St. Petersburg is the first Florida city to use new housing affordability zones
Under the new law, St. Petersburg can allow developers to apply to build affordable housing where they previously could not.
St. Petersburg is the first city to use a new state law that helps officials more easily approve affordable housing.
But some advocates say it might not mean much for low-income residents.
The new law (HB1339) was passed during the 2020 legislative session and took effect that July.
It gives local governments the authority to establish criteria that would allow developers to apply to build affordable housing in zoning districts where they previously could not.
Rob Gerdes, St. Petersburg’s Neighborhood Affairs Administrator, said that housing affordability is a significant issue for the city.
“We've been working very hard on our 10 year plan to try and increase housing affordability. A large part of that is providing more affordable and workforce multifamily units into the marketplace,” said Gerdes. “One of the concerns with doing that is land scarcity, land cost, and land availability.”

• • •

* [WHAT TO DO]
1. Please decide whether each statement agrees with the St. Petersburg housing article, answering yes or no and quoting the words that settle it: (a) The new law took effect in July 2020. (b) St. Petersburg is the second Florida city to use the new zones. (c) Gerdes named land cost as one concern.
2. Answer these from the St. Petersburg housing article:
(a) What is the bill number of the new law?
(b) What title does Rob Gerdes hold?
(c) How many years does the city's plan that Gerdes mentions cover?
3. Return the passage of the St. Petersburg housing article that opens with the words "St. Petersburg is the first Florida" and closes with "for low-income residents.", copied word for word.
The saved lines are unrelated to the St. Petersburg housing article.

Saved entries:
• • •

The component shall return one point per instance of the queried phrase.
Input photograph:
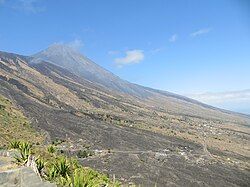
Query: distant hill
(148, 136)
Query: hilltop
(141, 135)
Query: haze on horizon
(198, 49)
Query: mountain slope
(68, 58)
(153, 138)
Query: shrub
(25, 151)
(62, 166)
(40, 163)
(14, 144)
(51, 172)
(51, 149)
(82, 154)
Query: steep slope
(158, 139)
(68, 58)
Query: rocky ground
(12, 175)
(161, 140)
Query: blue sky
(187, 47)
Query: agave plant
(51, 149)
(25, 151)
(14, 144)
(51, 173)
(40, 163)
(62, 167)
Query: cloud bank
(238, 101)
(173, 38)
(200, 32)
(131, 57)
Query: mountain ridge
(154, 137)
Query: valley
(139, 135)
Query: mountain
(141, 135)
(68, 58)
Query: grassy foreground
(17, 133)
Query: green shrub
(62, 166)
(51, 173)
(14, 144)
(51, 149)
(25, 151)
(84, 153)
(40, 164)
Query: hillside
(141, 135)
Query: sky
(197, 48)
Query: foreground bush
(24, 149)
(62, 170)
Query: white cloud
(132, 57)
(76, 44)
(113, 52)
(200, 32)
(29, 6)
(238, 101)
(173, 38)
(156, 50)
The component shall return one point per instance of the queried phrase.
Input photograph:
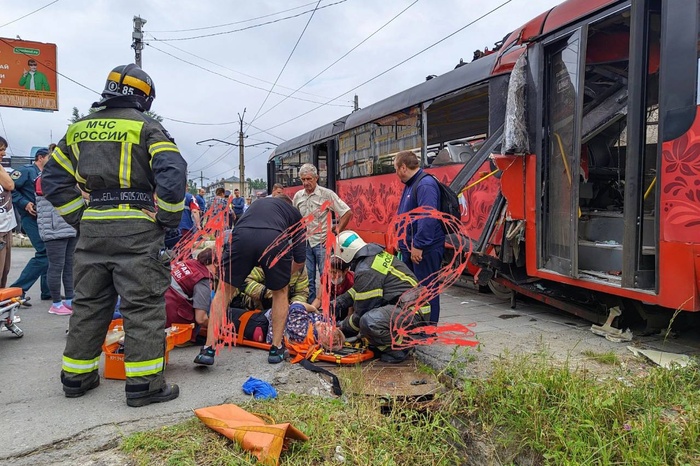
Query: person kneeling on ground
(380, 282)
(256, 295)
(188, 298)
(342, 279)
(265, 221)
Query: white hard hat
(347, 244)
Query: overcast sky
(210, 80)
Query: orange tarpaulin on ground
(265, 441)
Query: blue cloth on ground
(259, 389)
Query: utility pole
(137, 37)
(241, 152)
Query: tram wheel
(500, 291)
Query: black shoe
(205, 356)
(394, 356)
(277, 355)
(76, 392)
(167, 393)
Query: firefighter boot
(75, 389)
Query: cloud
(93, 37)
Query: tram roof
(466, 75)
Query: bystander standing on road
(424, 246)
(7, 218)
(309, 200)
(24, 200)
(60, 240)
(238, 204)
(202, 203)
(190, 221)
(277, 188)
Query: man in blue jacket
(24, 200)
(238, 204)
(424, 245)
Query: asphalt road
(41, 426)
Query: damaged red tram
(574, 145)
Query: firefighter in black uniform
(136, 179)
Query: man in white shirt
(309, 200)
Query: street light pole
(241, 147)
(241, 153)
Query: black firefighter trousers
(133, 267)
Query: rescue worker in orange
(122, 158)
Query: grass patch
(364, 434)
(566, 416)
(609, 358)
(528, 407)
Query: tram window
(369, 149)
(287, 167)
(457, 126)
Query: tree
(257, 183)
(76, 115)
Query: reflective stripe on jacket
(380, 279)
(111, 149)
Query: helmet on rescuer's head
(128, 86)
(347, 244)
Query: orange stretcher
(308, 349)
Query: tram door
(561, 159)
(324, 160)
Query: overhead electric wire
(393, 67)
(286, 62)
(215, 161)
(234, 71)
(339, 59)
(254, 25)
(200, 155)
(28, 14)
(238, 81)
(238, 22)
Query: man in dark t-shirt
(254, 233)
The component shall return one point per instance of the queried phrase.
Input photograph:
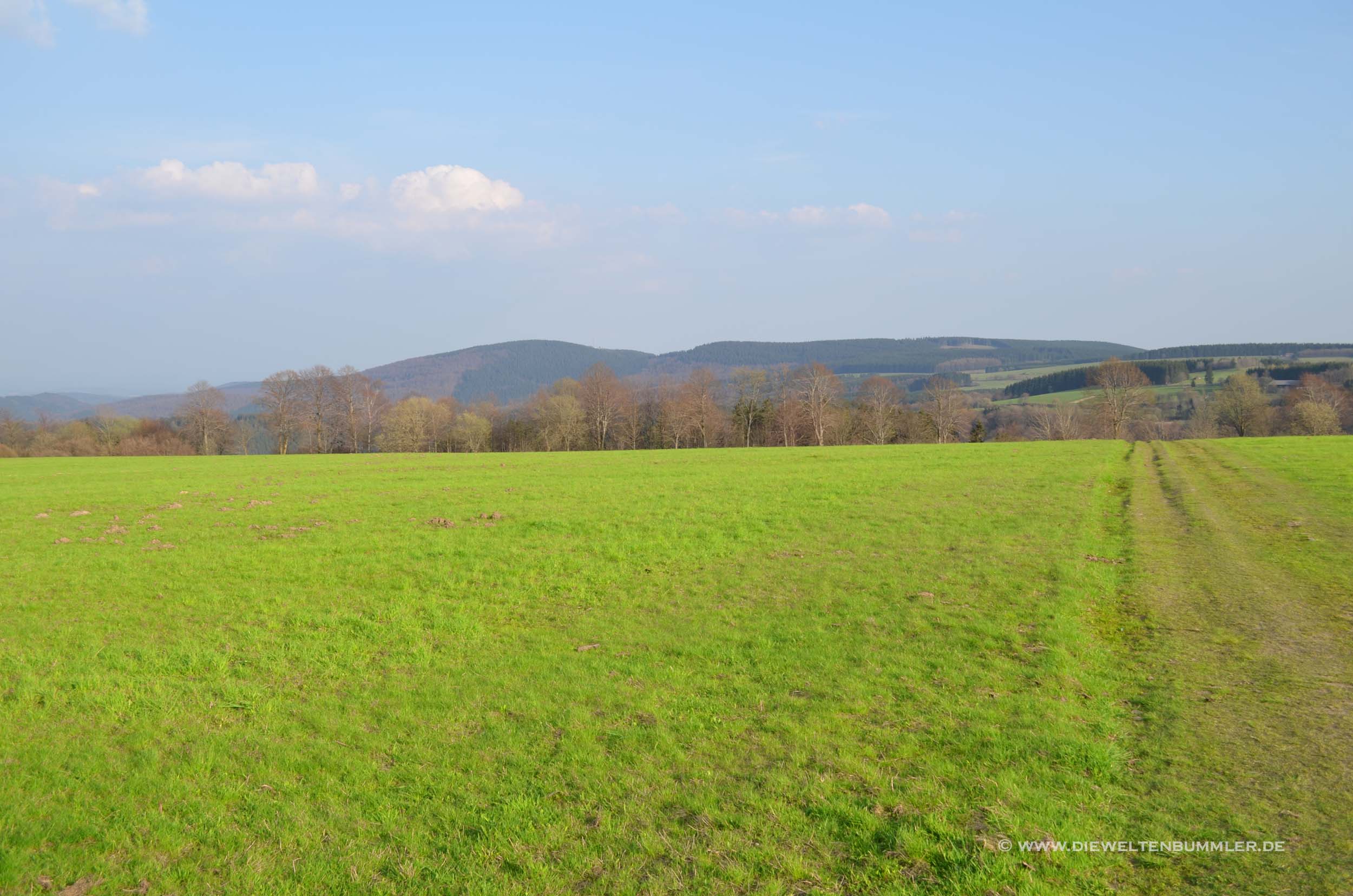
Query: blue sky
(224, 190)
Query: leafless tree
(820, 392)
(700, 401)
(600, 394)
(320, 398)
(1241, 405)
(350, 387)
(878, 400)
(1125, 390)
(750, 403)
(786, 408)
(561, 420)
(280, 397)
(372, 406)
(946, 408)
(632, 421)
(472, 432)
(1056, 421)
(203, 413)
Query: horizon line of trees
(320, 411)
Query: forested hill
(512, 371)
(1246, 350)
(507, 371)
(899, 357)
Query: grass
(747, 672)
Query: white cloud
(28, 21)
(232, 180)
(452, 188)
(122, 15)
(743, 218)
(872, 215)
(667, 213)
(859, 214)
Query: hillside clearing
(812, 670)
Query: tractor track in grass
(1249, 721)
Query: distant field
(842, 670)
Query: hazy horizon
(217, 193)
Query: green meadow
(832, 670)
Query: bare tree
(632, 423)
(788, 409)
(1056, 421)
(472, 432)
(1125, 390)
(819, 390)
(700, 400)
(410, 425)
(203, 411)
(600, 396)
(280, 400)
(946, 408)
(350, 387)
(1241, 405)
(372, 406)
(561, 420)
(673, 413)
(318, 397)
(751, 405)
(878, 400)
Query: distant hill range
(512, 371)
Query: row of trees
(324, 411)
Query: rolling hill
(512, 371)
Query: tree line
(321, 411)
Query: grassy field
(842, 670)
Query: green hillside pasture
(746, 672)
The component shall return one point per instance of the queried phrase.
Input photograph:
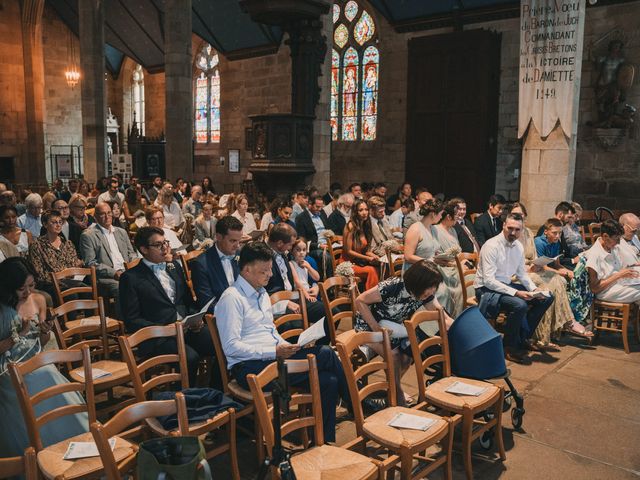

• • •

* [ANSWERS BY TASK]
1.
(a) Yes: "was passed during the 2020 legislative session and took effect that July"
(b) No: "St. Petersburg is the first Florida city to use new housing affordability zones"
(c) Yes: "land scarcity, land cost, and land availability"

2.
(a) HB1339
(b) St. Petersburg's Neighborhood Affairs Administrator
(c) 10

3.
St. Petersburg is the first Florida city to use new housing affordability zones
Under the new law, St. Petersburg can allow developers to apply to build affordable housing where they previously could not.
St. Petersburg is the first city to use a new state law that helps officials more easily approve affordable housing.
But some advocates say it might not mean much for low-income residents.